* **Extracted information**
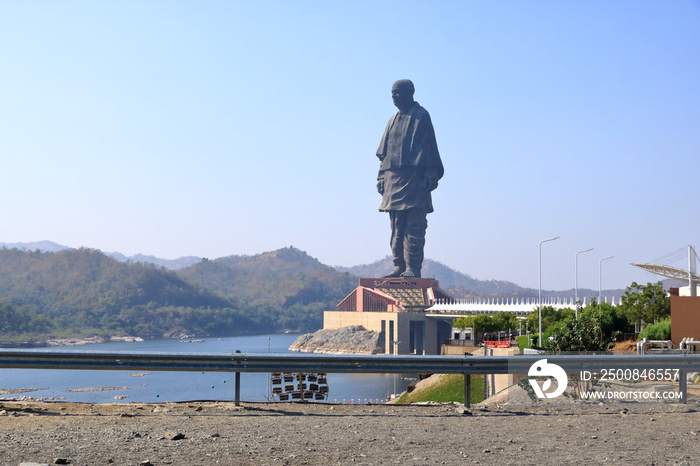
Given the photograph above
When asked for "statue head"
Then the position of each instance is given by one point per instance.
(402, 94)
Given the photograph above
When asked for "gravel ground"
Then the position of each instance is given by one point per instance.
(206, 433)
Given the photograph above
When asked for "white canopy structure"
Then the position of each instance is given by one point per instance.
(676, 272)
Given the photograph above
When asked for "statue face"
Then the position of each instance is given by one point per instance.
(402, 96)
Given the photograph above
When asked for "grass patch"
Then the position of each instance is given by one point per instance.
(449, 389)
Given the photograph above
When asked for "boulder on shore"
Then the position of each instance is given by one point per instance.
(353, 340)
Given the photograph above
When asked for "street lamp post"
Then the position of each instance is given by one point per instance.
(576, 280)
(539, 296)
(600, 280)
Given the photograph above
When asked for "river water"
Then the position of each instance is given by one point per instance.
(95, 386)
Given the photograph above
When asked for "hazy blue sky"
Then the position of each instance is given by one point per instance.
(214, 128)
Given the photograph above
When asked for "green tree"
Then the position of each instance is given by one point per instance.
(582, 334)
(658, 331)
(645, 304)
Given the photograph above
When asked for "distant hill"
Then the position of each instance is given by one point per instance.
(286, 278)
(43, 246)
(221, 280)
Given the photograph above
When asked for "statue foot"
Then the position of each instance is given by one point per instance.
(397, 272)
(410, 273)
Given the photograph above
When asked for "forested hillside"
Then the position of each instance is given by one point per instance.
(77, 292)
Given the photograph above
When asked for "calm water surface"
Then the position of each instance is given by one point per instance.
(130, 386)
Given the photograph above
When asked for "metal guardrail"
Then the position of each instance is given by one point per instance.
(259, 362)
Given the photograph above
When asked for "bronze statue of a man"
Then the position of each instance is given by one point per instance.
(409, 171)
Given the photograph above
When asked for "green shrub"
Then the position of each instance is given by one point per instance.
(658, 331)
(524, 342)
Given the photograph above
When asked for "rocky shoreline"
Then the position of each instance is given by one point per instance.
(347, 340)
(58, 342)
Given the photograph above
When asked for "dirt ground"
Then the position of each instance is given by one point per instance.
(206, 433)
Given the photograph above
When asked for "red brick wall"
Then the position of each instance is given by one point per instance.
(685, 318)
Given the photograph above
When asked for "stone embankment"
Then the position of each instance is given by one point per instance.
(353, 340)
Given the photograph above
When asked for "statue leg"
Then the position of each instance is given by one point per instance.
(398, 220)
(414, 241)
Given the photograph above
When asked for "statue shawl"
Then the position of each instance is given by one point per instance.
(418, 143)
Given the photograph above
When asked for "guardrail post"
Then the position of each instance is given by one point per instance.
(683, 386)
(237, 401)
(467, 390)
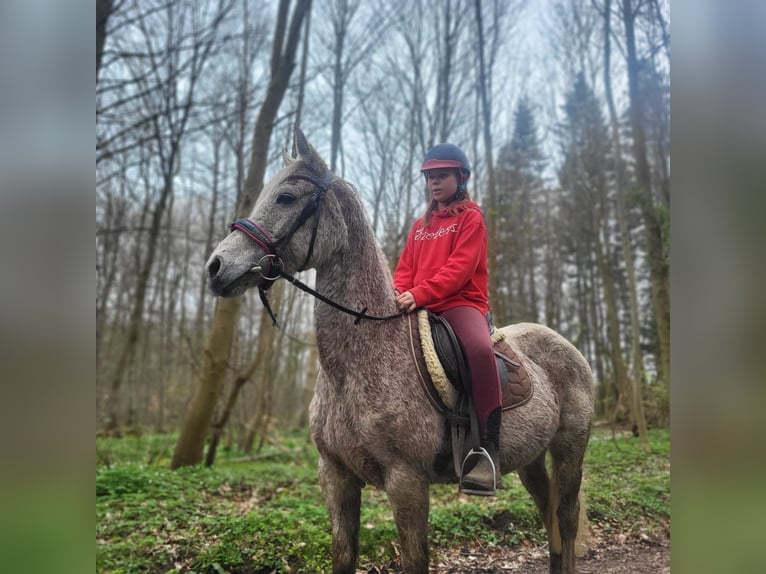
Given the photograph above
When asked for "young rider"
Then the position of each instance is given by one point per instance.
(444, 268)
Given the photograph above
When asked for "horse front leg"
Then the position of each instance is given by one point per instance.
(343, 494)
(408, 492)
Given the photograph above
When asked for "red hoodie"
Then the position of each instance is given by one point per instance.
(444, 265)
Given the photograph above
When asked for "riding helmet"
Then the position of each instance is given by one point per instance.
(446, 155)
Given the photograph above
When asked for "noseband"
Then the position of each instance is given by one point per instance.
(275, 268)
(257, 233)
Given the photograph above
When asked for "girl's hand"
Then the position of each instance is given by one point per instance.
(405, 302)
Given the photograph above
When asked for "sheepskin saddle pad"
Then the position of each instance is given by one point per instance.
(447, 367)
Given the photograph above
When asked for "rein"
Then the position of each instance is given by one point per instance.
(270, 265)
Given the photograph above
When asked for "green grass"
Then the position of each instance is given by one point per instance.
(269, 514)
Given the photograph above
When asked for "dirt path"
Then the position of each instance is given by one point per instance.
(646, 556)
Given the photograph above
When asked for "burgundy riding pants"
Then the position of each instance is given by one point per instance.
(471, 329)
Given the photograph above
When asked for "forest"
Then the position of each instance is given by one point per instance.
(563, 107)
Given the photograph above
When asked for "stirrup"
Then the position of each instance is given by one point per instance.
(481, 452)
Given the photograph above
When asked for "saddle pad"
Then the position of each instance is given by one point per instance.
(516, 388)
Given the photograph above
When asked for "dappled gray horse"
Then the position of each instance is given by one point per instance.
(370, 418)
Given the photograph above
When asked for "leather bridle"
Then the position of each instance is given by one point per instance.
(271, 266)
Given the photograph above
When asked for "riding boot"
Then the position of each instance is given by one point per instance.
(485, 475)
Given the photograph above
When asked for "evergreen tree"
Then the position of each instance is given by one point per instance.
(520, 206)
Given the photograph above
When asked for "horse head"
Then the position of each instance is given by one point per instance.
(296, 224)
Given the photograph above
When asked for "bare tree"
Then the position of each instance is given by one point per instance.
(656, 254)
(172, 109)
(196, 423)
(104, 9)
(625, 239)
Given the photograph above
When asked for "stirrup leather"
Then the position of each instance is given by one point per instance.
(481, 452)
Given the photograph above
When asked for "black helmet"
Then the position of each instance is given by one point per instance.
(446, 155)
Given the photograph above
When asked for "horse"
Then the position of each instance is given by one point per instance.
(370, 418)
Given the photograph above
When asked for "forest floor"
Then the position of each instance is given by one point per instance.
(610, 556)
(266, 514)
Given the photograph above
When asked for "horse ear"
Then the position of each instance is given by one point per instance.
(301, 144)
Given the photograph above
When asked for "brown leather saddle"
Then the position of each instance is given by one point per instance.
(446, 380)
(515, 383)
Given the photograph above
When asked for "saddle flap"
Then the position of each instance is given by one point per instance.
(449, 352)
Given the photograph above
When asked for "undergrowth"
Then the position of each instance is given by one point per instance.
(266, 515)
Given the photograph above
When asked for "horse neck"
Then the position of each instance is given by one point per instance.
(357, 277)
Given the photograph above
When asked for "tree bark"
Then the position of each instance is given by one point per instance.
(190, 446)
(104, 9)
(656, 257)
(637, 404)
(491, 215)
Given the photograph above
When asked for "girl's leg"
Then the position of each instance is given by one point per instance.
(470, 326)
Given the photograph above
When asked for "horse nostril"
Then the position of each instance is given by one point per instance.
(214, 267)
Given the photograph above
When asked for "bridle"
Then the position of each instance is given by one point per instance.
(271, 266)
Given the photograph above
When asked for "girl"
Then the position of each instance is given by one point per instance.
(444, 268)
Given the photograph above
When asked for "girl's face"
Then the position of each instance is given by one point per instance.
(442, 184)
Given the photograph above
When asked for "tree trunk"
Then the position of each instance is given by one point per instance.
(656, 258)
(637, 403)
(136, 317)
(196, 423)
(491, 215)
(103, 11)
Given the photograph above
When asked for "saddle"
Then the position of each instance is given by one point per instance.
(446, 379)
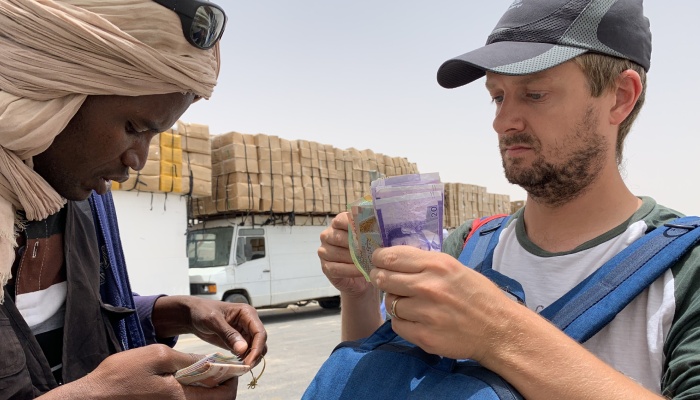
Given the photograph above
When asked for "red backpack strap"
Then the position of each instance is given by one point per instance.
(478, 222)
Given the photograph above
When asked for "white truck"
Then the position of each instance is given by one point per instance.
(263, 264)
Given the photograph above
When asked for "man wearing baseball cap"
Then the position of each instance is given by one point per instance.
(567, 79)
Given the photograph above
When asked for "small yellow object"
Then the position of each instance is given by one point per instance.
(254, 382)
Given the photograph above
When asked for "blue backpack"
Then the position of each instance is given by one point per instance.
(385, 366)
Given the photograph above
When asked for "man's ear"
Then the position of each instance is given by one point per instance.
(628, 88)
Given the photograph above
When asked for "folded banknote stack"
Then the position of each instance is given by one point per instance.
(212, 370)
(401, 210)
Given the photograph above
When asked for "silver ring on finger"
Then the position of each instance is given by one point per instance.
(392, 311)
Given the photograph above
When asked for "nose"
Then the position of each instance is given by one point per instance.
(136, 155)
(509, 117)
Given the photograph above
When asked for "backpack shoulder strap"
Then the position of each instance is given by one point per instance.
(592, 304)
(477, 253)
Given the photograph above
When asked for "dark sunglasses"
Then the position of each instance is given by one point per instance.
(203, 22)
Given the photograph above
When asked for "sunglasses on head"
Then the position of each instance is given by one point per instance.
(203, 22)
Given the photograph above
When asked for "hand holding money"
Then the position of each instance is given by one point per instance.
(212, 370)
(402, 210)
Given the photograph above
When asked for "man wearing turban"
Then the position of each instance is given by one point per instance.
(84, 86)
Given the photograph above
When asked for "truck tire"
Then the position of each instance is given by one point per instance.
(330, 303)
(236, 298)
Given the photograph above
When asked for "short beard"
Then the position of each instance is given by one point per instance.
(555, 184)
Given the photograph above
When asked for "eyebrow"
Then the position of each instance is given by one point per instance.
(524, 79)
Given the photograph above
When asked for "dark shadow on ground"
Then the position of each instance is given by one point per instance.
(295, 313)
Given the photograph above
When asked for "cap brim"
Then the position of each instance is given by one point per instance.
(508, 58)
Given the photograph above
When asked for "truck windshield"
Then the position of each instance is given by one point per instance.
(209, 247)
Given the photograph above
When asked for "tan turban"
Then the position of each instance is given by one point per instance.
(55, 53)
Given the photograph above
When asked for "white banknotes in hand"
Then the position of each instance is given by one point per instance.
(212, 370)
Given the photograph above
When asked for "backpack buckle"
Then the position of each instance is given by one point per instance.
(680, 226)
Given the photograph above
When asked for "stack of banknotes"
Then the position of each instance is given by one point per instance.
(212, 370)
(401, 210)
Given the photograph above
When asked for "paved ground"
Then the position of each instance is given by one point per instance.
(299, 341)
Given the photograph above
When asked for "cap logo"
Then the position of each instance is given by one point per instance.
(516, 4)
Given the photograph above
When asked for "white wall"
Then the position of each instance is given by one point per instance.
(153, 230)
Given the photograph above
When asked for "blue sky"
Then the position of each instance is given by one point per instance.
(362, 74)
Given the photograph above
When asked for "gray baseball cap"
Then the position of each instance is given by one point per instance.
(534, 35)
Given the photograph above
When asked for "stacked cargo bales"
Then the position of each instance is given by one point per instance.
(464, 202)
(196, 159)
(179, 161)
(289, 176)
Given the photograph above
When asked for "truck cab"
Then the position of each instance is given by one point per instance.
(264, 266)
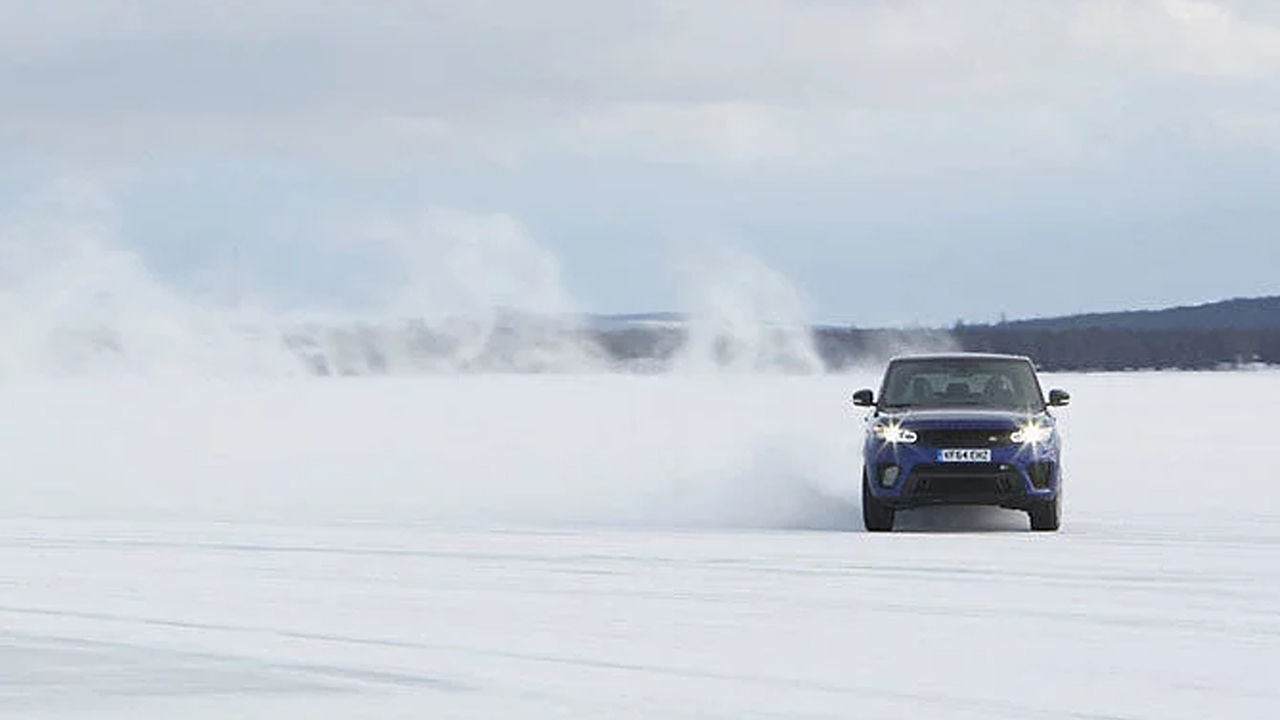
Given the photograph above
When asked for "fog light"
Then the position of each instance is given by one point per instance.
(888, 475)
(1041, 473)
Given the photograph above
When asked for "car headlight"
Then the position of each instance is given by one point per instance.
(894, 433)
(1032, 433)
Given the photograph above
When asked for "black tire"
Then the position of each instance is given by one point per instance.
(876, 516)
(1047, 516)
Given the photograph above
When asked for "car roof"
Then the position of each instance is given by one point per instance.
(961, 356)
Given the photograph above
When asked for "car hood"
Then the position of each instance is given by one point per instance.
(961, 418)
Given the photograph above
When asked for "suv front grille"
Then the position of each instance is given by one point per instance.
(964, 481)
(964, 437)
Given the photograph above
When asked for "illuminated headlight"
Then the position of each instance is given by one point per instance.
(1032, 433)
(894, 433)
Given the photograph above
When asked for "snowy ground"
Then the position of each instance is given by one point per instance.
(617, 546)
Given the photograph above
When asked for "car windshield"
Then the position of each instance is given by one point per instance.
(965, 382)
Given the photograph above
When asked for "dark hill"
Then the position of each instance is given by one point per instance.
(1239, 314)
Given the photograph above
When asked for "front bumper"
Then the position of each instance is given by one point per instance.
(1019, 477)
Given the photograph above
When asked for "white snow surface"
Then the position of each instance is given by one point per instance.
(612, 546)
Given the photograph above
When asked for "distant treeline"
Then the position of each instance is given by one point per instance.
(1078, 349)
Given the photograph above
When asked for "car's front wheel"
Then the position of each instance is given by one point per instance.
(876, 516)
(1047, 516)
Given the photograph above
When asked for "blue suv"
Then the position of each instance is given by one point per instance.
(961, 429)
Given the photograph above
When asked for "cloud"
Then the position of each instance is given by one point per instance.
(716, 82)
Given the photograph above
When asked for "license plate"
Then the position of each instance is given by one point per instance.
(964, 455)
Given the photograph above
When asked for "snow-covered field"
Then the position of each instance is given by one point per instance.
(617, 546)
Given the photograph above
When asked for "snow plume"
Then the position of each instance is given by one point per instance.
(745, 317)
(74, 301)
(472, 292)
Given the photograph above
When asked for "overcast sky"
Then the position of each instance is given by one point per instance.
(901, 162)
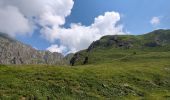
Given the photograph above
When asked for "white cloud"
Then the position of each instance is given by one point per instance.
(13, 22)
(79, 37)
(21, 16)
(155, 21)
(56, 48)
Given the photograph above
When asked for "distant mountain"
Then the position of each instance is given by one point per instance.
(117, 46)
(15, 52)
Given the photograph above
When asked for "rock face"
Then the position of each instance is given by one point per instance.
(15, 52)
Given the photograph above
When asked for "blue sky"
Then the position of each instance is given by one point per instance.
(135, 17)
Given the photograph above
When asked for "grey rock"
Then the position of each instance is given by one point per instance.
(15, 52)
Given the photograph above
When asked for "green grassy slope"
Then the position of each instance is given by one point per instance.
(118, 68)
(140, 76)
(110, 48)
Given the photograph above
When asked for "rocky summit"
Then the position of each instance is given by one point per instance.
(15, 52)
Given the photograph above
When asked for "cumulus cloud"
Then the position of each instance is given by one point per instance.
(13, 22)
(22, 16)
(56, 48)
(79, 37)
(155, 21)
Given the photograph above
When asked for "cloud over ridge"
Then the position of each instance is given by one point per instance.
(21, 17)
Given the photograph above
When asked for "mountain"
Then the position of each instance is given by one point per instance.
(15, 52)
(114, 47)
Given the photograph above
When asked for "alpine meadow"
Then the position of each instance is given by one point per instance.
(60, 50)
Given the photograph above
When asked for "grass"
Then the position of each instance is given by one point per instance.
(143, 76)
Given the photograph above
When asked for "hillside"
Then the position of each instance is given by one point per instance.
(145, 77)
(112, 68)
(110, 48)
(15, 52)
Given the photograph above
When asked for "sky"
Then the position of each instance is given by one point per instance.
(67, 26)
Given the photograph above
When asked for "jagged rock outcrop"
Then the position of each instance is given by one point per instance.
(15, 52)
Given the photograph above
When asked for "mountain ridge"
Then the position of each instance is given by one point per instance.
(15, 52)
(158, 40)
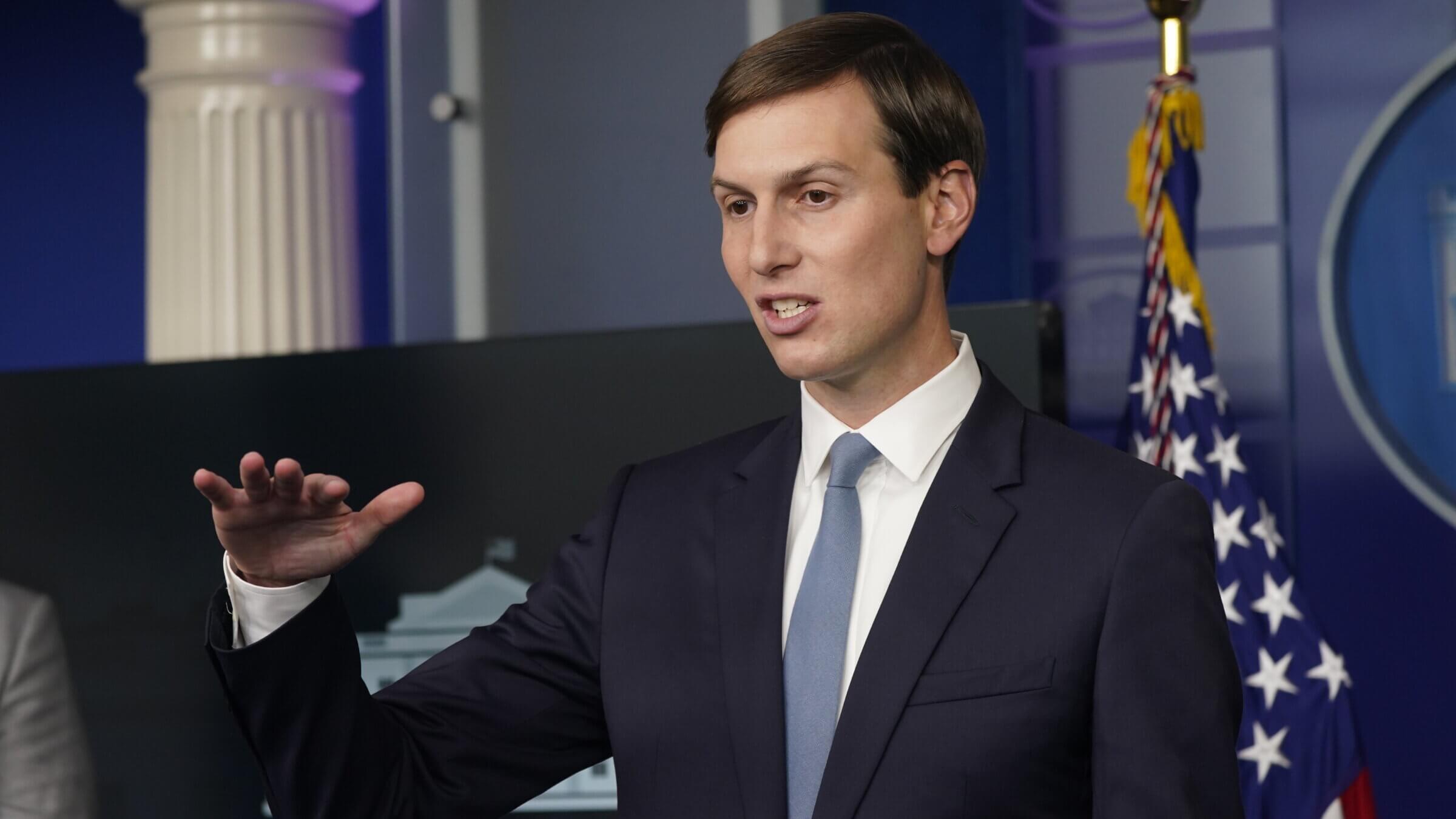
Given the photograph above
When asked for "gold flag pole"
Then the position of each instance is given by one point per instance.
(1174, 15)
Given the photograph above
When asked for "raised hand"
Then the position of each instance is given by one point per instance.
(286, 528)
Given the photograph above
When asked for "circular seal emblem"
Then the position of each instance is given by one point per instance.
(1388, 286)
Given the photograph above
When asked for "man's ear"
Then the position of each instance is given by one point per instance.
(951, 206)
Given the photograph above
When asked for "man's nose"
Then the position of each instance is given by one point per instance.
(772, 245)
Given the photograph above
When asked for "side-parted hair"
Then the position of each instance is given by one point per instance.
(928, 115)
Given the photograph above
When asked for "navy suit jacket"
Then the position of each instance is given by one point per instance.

* **What is needed**
Copy the lines of the entries above that mention "statue".

* **Answer box**
When asked for "statue head"
When asked for "statue face"
When asked for "statue foot"
When asked for "bronze statue of a man"
When asked for "statue leg"
When asked for "statue shawl"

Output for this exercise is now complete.